[WORK ORDER] Reproduce the closing run of lines below verbatim, from the line that contains "Please pin the chrome bumper" up to and including the final line.

(Stored items from a collection)
-- Opening Marker --

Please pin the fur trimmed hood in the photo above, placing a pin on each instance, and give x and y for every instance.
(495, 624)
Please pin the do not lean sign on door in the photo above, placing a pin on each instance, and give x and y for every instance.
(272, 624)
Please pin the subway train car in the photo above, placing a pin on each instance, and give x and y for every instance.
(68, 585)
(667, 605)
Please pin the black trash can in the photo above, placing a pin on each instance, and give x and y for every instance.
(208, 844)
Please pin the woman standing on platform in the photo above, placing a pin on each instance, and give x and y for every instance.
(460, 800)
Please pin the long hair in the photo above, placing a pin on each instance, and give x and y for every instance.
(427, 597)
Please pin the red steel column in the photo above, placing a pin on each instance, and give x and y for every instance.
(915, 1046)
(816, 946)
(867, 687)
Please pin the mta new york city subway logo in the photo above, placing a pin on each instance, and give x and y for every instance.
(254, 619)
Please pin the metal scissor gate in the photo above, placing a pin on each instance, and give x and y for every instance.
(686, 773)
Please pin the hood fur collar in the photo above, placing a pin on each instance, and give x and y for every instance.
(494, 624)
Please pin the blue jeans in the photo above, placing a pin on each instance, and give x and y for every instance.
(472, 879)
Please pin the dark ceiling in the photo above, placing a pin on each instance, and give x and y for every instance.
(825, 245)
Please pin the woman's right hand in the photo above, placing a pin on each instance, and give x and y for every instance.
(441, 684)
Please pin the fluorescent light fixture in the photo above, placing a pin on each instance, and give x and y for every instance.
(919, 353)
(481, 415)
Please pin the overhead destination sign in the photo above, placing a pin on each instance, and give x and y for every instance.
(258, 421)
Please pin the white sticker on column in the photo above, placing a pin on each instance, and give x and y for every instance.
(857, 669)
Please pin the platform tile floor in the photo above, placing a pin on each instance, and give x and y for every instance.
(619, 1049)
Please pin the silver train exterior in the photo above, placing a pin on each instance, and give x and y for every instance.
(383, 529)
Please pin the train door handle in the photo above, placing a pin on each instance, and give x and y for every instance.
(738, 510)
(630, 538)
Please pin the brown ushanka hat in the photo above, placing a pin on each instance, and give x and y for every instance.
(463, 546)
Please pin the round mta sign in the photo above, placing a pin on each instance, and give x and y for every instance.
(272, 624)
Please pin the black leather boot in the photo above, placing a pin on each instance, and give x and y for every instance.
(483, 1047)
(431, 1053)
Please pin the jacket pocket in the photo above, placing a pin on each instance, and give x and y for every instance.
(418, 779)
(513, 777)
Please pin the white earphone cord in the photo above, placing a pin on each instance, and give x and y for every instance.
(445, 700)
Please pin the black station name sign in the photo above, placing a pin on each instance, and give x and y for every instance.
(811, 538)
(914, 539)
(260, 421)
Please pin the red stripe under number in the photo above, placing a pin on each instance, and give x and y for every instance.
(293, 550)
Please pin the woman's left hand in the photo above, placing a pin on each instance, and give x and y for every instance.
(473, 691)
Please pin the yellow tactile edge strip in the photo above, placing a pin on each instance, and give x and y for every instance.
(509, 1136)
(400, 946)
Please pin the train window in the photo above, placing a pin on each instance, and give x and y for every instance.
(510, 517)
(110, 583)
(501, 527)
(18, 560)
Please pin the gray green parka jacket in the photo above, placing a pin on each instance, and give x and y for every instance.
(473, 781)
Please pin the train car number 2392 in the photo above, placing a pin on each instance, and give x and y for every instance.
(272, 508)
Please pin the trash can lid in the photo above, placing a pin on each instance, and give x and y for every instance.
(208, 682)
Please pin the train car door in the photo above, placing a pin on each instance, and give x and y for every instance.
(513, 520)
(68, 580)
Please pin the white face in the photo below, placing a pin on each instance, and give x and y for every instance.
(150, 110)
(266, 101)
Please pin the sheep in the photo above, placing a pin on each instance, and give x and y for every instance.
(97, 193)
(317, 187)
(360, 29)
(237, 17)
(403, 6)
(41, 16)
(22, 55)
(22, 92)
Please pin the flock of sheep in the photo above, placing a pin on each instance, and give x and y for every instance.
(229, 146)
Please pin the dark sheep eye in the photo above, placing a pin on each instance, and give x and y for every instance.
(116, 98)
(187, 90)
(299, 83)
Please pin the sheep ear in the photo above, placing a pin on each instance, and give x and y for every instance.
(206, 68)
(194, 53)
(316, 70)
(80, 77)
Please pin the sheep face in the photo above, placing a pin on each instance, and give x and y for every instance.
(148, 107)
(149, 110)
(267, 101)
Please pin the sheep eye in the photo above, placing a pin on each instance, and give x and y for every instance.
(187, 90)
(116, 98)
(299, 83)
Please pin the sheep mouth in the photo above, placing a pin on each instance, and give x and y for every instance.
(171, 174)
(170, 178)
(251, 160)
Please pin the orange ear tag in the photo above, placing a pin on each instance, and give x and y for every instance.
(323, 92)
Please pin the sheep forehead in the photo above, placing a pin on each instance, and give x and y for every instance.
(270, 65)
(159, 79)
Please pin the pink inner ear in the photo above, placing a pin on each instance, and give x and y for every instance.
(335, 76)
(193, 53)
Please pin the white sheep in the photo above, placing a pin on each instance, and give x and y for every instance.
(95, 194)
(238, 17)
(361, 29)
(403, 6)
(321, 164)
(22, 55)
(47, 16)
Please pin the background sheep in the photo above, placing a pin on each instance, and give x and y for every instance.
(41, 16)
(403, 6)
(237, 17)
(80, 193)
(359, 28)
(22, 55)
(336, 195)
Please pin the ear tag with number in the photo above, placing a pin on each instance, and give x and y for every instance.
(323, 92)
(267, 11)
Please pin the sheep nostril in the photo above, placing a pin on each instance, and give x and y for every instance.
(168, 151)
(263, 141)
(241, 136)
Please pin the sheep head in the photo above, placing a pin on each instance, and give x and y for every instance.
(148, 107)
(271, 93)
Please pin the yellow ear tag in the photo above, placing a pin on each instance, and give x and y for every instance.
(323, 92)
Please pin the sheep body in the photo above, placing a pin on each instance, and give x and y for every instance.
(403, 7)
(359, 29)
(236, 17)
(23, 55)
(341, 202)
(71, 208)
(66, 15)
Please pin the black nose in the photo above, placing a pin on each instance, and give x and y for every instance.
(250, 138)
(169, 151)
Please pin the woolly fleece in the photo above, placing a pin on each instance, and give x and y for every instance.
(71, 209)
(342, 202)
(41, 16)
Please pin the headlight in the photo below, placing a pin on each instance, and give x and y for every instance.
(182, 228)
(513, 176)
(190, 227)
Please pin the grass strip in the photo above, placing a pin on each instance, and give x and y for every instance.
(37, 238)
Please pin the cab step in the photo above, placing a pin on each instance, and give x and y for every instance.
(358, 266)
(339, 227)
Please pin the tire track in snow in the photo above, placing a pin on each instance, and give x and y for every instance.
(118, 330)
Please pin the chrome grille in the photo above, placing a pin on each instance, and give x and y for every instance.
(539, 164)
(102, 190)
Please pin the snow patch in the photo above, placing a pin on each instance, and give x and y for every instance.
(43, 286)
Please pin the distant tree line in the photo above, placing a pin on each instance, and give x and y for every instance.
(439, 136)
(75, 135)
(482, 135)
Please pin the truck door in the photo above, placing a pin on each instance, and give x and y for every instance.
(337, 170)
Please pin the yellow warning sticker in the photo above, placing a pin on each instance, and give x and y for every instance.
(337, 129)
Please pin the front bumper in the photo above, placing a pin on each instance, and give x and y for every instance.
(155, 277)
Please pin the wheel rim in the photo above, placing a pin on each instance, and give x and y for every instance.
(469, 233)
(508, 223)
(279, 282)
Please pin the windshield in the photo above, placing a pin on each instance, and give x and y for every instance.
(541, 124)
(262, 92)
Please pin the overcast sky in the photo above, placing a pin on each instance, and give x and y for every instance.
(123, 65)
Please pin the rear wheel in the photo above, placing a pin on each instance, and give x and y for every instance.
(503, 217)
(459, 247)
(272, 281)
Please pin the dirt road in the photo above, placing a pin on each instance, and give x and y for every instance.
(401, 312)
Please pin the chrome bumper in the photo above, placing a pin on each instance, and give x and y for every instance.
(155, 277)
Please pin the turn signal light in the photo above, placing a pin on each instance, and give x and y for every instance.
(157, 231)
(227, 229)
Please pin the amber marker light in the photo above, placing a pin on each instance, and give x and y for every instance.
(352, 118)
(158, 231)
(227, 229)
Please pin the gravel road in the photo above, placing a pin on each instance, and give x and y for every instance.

-- Closing Marker --

[YOUR RESPONSE]
Please pin the chrome bumper in the photo above, placing a pin on each instance, and give x and y for every instance.
(155, 277)
Please pin the turn signal light in the photo above, placing a pin on each instance, and give x and y for every instance.
(157, 231)
(227, 229)
Please pin the amber marker light in the photo above, placing a pin on each instance, and give x and y for every instance.
(352, 118)
(158, 231)
(227, 229)
Please pin the gravel road in the photo above, placing a pin on each instance, and give x and y for every instance.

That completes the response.